>>
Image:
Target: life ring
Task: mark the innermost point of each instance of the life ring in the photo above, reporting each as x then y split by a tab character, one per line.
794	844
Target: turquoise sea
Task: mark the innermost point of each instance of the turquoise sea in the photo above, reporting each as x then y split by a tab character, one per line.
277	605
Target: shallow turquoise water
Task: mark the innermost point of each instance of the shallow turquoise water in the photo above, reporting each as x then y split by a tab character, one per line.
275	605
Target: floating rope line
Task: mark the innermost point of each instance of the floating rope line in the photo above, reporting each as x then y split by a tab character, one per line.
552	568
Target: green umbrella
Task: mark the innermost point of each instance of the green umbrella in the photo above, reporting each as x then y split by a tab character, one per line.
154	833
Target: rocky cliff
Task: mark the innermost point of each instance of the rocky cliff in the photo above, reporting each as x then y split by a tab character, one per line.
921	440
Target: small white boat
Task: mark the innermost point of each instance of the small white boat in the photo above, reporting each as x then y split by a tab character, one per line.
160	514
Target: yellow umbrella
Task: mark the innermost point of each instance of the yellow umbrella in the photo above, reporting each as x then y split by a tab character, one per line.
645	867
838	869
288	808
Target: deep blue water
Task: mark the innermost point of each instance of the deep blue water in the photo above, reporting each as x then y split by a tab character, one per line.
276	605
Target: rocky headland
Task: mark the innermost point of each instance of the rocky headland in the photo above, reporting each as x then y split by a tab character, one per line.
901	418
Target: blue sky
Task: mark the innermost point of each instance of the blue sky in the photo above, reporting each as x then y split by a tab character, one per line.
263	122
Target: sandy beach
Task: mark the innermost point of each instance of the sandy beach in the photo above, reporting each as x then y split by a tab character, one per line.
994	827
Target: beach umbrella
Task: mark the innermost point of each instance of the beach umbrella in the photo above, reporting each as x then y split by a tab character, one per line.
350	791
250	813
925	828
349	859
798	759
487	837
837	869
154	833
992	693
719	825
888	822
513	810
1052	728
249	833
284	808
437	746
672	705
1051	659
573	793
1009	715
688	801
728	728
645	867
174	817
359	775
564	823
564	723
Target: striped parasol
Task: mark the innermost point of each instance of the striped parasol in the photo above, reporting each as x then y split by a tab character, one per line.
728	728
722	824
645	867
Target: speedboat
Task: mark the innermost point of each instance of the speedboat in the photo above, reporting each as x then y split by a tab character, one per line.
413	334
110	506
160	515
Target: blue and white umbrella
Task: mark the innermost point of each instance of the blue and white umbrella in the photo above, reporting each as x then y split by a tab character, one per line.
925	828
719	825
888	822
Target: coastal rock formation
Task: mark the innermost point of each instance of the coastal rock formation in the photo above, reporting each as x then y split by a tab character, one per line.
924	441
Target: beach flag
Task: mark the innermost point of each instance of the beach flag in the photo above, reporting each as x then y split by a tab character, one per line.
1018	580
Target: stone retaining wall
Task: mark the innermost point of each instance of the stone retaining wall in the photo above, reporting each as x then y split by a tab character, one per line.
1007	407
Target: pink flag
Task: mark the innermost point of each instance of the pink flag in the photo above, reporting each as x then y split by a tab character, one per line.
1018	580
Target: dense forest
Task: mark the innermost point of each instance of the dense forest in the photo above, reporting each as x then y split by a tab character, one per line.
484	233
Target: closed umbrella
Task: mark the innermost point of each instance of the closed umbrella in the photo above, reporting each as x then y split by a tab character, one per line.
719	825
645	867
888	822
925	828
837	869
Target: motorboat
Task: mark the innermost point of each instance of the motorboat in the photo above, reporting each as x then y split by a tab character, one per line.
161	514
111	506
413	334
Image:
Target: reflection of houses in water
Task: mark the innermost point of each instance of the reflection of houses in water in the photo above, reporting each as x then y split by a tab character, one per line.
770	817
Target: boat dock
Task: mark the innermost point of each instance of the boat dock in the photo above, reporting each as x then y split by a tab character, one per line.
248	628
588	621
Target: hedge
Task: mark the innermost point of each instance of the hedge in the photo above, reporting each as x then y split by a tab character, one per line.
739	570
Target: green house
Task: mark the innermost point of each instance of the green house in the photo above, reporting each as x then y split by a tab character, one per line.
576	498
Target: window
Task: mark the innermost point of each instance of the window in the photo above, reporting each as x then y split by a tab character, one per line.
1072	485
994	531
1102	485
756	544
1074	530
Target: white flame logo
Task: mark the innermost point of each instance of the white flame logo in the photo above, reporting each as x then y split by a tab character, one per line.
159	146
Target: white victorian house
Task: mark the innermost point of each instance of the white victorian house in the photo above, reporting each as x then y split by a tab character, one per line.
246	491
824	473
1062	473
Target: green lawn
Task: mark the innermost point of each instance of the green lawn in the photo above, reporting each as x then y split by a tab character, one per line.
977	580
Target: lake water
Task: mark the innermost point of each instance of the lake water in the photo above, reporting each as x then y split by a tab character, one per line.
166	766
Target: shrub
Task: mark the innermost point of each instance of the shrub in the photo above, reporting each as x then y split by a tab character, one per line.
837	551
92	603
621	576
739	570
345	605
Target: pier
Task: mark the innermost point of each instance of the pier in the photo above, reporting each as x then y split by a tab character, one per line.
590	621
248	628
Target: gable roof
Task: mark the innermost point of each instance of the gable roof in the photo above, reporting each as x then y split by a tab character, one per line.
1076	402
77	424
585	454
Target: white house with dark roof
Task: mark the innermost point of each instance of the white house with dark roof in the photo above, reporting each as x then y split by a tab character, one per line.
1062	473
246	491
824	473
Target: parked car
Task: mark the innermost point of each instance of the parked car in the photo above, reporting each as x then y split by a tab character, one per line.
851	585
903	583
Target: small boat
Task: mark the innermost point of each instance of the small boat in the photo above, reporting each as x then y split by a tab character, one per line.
<<
§ **Exercise requirements**
Copy out everything from the line that contains "Target: pier" down to the end of the records, keeping each line as it stands.

§ **Exercise response**
Target: pier
Task: mark the innermost point of each instance of the pier in the photo above, reporting each as x then y split by a tab character, one per line.
590	621
248	628
Target: gable roof
Task: mark the innermost point of each instance of the gable roof in the photo above, reporting each as x then y split by a tab character, one per line.
1076	402
77	424
585	454
Target: white house with dark roof
Task: mark the innermost point of each instance of the white house with dark roof in the photo above, reporting each as x then y split by a tab character, one per line.
1062	473
246	491
824	473
Target: parked car
Task: mark the innermost point of each instance of the parked car in the photo above, reporting each as x then y split by a tab character, one per line.
851	585
903	583
Target: small boat
Task: mark the innermost point of each instance of the small boat in the photo above, reporting each as x then y split by a tab character, one per line.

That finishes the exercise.